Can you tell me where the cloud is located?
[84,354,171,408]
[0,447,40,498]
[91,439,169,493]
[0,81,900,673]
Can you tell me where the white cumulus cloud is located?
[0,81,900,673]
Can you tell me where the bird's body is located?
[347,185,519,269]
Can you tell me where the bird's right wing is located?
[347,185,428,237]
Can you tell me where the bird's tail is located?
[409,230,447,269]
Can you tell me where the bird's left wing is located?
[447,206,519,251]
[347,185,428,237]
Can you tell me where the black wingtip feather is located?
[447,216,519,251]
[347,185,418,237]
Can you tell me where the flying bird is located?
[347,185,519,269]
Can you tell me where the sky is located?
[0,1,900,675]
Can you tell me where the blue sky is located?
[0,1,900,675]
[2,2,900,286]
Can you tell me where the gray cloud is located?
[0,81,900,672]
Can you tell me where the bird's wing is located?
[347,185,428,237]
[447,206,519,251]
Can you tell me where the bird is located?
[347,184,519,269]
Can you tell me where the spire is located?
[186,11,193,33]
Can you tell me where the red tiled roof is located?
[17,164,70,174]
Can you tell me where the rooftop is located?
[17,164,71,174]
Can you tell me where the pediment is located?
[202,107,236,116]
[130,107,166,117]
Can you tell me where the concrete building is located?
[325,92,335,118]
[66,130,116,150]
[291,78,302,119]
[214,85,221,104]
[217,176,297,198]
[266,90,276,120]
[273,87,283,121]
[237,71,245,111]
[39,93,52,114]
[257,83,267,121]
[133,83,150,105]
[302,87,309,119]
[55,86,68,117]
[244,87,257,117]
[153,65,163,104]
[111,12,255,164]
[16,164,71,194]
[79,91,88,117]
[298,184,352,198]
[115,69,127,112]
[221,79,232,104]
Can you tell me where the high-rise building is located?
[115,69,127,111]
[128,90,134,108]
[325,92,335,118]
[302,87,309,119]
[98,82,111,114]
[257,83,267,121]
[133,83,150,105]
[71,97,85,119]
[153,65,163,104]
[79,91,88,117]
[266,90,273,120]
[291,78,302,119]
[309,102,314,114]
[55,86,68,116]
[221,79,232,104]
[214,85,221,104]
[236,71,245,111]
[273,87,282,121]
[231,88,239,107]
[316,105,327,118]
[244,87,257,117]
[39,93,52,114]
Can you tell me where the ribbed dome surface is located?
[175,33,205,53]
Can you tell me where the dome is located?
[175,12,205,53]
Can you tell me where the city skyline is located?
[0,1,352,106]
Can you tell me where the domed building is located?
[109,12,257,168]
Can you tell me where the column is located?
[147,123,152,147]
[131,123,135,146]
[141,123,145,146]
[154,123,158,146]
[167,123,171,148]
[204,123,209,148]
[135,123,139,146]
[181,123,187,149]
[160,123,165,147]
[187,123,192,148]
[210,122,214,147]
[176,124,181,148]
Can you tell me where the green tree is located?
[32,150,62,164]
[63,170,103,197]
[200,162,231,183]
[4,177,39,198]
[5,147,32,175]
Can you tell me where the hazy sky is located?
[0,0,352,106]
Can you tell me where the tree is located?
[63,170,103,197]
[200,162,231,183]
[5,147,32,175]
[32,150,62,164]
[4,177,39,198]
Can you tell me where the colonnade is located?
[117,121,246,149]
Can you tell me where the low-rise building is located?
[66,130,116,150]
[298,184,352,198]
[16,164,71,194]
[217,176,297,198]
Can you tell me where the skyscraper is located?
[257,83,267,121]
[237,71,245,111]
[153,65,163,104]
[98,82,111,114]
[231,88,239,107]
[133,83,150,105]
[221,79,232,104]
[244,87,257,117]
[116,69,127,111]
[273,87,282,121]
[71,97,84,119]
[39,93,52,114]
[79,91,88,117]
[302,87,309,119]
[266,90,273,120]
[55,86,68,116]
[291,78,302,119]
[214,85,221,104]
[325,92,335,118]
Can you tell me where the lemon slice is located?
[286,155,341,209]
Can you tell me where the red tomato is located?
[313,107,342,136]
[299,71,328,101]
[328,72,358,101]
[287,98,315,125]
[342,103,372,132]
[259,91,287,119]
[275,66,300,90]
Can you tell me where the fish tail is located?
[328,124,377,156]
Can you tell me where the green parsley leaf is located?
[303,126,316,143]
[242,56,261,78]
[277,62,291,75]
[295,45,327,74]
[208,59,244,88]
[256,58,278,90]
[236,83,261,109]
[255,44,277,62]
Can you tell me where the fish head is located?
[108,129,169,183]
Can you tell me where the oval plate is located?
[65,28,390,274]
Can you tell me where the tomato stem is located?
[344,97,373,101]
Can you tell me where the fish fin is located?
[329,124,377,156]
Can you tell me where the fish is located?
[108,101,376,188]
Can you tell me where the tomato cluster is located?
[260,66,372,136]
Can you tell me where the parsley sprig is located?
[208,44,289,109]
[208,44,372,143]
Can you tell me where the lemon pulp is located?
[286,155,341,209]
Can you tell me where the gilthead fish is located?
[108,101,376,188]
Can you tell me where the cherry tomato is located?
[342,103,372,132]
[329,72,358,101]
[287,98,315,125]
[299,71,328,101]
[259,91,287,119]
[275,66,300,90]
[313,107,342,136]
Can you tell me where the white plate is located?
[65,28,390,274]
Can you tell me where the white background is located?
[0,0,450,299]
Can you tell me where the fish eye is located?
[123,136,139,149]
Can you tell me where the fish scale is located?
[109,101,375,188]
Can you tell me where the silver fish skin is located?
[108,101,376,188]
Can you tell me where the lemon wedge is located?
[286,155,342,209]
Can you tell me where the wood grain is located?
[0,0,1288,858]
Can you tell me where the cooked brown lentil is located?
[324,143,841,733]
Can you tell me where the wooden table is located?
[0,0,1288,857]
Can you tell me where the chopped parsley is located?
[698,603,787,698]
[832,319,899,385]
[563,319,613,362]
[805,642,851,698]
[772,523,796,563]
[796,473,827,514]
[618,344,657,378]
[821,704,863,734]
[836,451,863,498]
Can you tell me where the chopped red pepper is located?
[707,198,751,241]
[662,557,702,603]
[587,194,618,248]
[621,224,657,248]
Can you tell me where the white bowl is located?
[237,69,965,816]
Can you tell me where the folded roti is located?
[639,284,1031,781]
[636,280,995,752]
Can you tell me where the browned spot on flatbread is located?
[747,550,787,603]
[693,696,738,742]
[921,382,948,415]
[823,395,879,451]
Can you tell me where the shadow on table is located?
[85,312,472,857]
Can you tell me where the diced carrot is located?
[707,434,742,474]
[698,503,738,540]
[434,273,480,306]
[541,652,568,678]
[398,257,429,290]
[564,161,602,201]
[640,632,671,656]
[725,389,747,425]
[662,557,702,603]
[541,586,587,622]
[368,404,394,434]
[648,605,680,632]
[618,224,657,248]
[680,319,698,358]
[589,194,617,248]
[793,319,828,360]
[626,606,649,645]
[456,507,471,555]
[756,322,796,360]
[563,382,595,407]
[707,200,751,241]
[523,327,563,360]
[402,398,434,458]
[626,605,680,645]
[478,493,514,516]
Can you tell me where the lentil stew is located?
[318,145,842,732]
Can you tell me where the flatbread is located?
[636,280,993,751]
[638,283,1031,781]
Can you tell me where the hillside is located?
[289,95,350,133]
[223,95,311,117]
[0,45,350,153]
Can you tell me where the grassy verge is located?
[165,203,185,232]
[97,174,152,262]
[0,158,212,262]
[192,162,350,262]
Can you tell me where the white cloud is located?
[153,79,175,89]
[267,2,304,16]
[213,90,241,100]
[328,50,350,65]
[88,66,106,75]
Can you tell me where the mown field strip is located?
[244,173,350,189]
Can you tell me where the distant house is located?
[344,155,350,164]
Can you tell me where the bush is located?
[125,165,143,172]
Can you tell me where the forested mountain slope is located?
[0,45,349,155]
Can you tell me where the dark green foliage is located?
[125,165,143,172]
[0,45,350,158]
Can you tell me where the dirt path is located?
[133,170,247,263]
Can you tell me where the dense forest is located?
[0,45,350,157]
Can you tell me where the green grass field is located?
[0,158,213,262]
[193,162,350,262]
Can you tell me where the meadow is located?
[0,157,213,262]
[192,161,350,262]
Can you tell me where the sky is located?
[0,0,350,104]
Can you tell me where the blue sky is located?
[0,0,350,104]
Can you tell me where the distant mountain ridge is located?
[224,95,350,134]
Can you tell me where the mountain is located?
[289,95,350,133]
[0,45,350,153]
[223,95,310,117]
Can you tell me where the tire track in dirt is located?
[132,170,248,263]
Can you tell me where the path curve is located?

*Brief*
Copy out the lines of the material above word for word, starting with the line that contains "Can you tell me where the tomato stem" and going through the line that contains "[85,312,472,857]", both included.

*Response*
Can you tell me where the tomato stem is located?
[344,97,373,101]
Can you tell me where the fish fin is located?
[329,124,377,156]
Can you tell me where the fish is located?
[108,101,376,188]
Can you tell me where the tomato cluster is located?
[260,66,372,136]
Can you tell me where the parsley sprig is located?
[208,44,289,109]
[208,44,372,143]
Can you tell me where the lemon pulp is located?
[286,155,341,209]
Can you tell me where the gilthead fish is located?
[108,101,376,188]
Can you tell me where the cherry tomato is located?
[342,103,372,132]
[329,72,358,101]
[287,98,315,125]
[299,71,328,101]
[259,91,287,119]
[275,66,300,90]
[313,107,342,136]
Can you tell me where the white plate is located?
[65,28,390,274]
Can you tell me where the white background is located?
[0,0,450,299]
Can you tell me where the fish eye is located?
[123,136,139,149]
Can you tell me where the fish scale is located?
[109,101,375,188]
Can you tell me where the silver fish skin is located?
[108,101,376,188]
Can you tell me where the lemon wedge is located?
[286,155,342,209]
Can you tell me where the wood grain is located?
[0,0,1288,858]
Can you tell me where the cooked brown lentil is located?
[324,143,841,733]
Can you tell me where the wooden table is located?
[0,0,1288,857]
Can you tell me where the chopped parsley is located?
[698,603,787,698]
[832,319,899,385]
[563,319,613,362]
[805,642,851,698]
[772,523,796,563]
[796,473,827,514]
[618,344,657,378]
[821,704,863,734]
[836,451,863,498]
Can you tell me where the chopped red pepper is located?
[707,198,751,241]
[662,557,702,603]
[587,194,618,248]
[621,224,657,248]
Can you tell me where the white bowl is located?
[237,69,965,816]
Can you tell me where the folded roti is located?
[639,284,1031,781]
[636,280,995,752]
Can you tell me where the browned spot on flatbread is located?
[747,550,787,603]
[693,696,738,742]
[921,382,948,415]
[823,395,879,451]
Can you tell me where the shadow on table is located?
[85,312,472,857]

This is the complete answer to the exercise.